● EXTRACTED TEXT:
□ □ □ □
When someone is injured in Key West, Fla., emergency personnel can bring trauma specialists 130 miles away in Miami straight to the scene -- virtually.
As part of a pilot, emergency room personnel at the Lower Keys Medical Center in Key West and specialists at Miami’s Ryder Trauma Center each have a mobile cart complete with a laptop, a high-definition video camera and wireless Internet capabilities. The open laptop allows Lower Keys emergency room staff to speak to Dr. Antonio Marttos, director of trauma telemedicine at University of Miami Miller School of Medicine, and other trauma specialists who can help determine if the patient can be treated in Key West or needs a costly, hour-long helicopter ride to Miami.
If treatment at the scene will suffice, Lower Keys staffers can use the camera to provide a visual of the injuries that need immediate treatment and receive advice from a Ryder trauma surgeon. If the helicopter ride is vital, the rural hospital can then stabilize the patient for transport. “I think it’s an excellent resource in an area where we cannot provide every specific specialty that a patient could need,” says Sandy Rodriguez, emergency department manager at Lower Keys Medical Center.
One of the telemedicine program’s goals is to strengthen disaster response in case of a public health incidence. Since staffers at the partner hospitals use this technology every day, says Marttos, "if they have a disaster, it should be as easy to use this equipment as it is to make a phone call."
□ □ □ □
● LISTED RECORDS:

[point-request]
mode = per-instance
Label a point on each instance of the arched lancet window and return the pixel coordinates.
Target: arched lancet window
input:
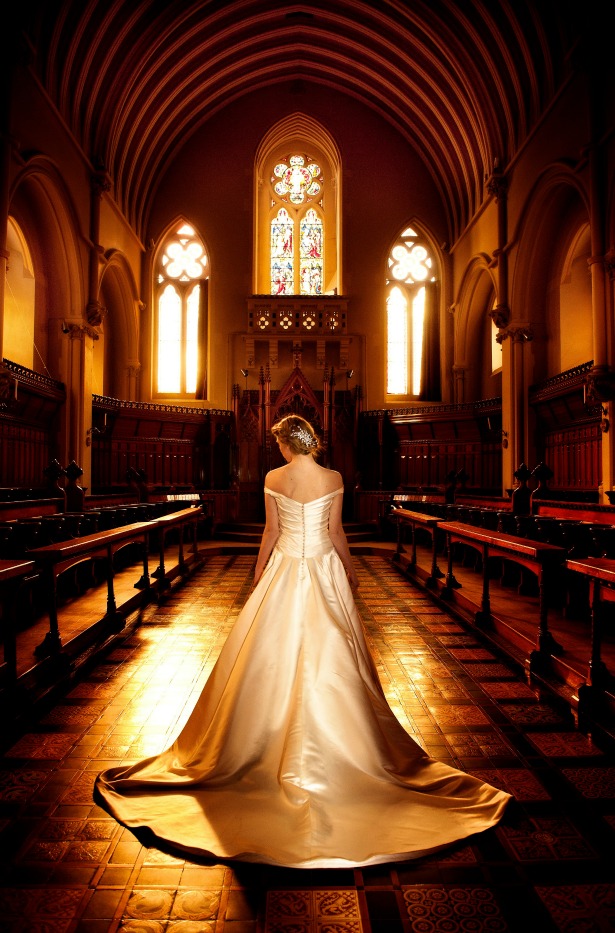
(297, 181)
(182, 270)
(297, 204)
(410, 316)
(20, 340)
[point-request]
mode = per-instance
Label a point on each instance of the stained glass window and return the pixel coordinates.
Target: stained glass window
(282, 254)
(183, 265)
(311, 254)
(296, 183)
(409, 268)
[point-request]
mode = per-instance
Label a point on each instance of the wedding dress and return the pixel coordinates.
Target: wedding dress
(292, 755)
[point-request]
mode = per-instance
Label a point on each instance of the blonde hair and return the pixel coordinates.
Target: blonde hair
(298, 435)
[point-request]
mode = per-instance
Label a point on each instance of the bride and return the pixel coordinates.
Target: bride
(292, 755)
□ □ □ □
● TASK DETAILS: Please carry the article on trauma telemedicine in Key West forward from its final sentence. The data aren't needed for this.

● RESULT:
This telemedicine infrastructure and equipment proved its worth in 2010 when Miami doctors treated victims of the Haiti earthquake remotely. Doctors in Miami and in Haiti evaluated and treated approximately 250 critically ill patients within 48 hours, says Susan McDevitt, director of the Office of Trauma for the Florida Department of Health, adding that the trauma team in Miami also conducted radiology, pediatric neurosurgery and nephrology consults remotely, and read ultrasounds via machines at the patient’s bedside.
The initial cost for trauma centers and rural hospitals to set up the network and peripherals can go up to $135,000, with about $20,000 to $25,000 needed yearly to sustain the program, McDevitt says. All funding for the pilot has come from U.S. Department of Health and Human Services grants that are earmarked for disaster preparedness measures, says Jean Kline, director of the Division of Emergency Medical Operations at the Florida Department of Health. In addition to Ryder, the pilot has since expanded to six other trauma centers (and its partner rural hospitals) across the state. The plan is to add one additional trauma center and its corresponding rural hospital next year, says Kline.
Marttos says that there was one challenge to overcome in creating this telemedicine network: how to secure the information being transferred. “All these calls needed to be encrypted. We had to work with the firewall to make sure we had the maximum security for patients,” Marttos says. “The only people who are going to see the information are the physician who has the patient and the physician who’s going to receive the patient,” ensuring that the information exchange is secure and HIPAA compliant.
For Marttos, the telemedicine network should be maintained and expanded. “It’s the kind of situation where, once you have a cell phone, you always want to have a cell phone. Once you have Internet, you always want to have the Internet,” he says. “They’re not toys – we’re used to them. We need them.”